Extract every line of the items from the one containing "shorts, that would be a great help." through the last line of the items, reproducing each one without any change.
------------------------------------
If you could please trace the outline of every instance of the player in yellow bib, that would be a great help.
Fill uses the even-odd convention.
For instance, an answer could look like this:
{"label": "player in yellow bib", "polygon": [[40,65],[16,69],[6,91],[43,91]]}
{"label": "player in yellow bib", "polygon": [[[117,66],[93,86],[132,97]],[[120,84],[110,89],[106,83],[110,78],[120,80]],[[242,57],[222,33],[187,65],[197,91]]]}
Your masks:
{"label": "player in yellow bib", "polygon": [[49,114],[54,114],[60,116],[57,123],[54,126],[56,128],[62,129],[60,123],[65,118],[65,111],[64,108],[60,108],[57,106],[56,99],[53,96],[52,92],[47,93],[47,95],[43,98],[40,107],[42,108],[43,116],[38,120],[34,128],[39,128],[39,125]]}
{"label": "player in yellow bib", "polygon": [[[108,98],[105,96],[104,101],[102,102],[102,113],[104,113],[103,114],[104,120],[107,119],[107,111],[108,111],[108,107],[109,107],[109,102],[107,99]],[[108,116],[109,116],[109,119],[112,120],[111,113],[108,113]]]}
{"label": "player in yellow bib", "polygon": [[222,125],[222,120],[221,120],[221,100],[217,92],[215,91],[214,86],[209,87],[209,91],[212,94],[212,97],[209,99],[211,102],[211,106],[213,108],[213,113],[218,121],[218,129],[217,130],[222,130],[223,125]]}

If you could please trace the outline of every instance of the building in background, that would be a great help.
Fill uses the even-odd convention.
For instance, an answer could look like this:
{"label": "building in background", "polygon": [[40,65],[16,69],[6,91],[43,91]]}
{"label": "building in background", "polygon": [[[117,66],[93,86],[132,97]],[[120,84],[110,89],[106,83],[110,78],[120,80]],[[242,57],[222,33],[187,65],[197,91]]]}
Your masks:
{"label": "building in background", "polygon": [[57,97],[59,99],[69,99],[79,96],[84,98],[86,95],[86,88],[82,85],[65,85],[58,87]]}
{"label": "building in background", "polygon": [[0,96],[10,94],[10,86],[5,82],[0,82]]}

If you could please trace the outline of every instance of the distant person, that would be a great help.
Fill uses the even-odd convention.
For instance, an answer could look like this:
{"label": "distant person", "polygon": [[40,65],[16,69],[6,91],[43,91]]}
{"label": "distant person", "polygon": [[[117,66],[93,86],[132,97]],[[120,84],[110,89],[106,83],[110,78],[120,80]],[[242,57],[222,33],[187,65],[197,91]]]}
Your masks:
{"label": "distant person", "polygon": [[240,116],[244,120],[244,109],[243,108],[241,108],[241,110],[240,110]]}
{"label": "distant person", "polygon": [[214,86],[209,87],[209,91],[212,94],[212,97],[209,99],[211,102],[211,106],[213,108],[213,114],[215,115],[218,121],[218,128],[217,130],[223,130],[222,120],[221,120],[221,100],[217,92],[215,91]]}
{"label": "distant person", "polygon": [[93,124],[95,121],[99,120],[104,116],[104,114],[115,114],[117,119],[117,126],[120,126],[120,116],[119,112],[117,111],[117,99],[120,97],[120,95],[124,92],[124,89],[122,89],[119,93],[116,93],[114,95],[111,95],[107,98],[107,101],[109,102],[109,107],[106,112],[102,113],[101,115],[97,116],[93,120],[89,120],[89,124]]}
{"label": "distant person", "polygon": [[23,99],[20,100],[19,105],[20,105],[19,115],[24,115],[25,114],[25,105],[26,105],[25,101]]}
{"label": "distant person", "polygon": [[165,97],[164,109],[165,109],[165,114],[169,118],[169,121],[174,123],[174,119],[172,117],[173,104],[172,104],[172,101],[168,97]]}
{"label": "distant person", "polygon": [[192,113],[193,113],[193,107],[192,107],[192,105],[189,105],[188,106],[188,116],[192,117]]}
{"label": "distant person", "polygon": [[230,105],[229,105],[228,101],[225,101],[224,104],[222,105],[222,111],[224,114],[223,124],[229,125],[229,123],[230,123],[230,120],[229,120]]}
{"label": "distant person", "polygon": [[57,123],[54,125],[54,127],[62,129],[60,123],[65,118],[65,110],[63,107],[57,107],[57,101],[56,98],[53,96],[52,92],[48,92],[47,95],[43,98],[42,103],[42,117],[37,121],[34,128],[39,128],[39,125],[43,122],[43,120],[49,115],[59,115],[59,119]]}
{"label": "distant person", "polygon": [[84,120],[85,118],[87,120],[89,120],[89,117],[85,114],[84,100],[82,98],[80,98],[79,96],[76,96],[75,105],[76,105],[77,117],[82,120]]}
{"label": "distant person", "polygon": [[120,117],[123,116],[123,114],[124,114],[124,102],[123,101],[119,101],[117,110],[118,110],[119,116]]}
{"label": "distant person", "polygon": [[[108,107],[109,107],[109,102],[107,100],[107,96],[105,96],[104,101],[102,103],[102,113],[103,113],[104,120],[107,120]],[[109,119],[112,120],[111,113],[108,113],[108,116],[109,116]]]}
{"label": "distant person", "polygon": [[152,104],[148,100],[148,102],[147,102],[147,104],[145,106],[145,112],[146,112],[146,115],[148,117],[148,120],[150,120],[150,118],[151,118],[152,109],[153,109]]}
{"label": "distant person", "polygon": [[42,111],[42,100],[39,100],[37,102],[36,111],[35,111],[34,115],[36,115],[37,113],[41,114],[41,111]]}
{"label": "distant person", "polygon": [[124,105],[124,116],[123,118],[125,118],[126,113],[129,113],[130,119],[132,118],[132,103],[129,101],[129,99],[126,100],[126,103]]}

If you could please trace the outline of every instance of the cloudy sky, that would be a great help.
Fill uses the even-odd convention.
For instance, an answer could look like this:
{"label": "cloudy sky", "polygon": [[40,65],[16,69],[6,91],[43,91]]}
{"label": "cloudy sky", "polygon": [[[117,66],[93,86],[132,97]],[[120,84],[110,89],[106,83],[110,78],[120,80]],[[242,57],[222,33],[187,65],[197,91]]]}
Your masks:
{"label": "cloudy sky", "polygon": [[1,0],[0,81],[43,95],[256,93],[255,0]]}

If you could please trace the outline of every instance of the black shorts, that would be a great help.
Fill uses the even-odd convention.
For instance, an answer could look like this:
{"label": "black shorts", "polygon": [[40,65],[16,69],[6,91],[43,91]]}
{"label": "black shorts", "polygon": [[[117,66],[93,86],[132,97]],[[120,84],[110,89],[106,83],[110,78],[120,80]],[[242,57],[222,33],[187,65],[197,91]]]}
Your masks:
------------------------------------
◆ **Exercise solution**
If you could please trace the outline of every instance of the black shorts, that would be a great help.
Fill uses the even-odd convention.
For instance, an answer could look like this:
{"label": "black shorts", "polygon": [[40,65],[16,69],[6,91],[43,91]]}
{"label": "black shorts", "polygon": [[[117,66],[93,86],[132,97]],[[120,84],[110,89],[106,83],[110,78],[120,80]],[[242,57],[222,33],[187,65],[197,91]]]}
Your masks:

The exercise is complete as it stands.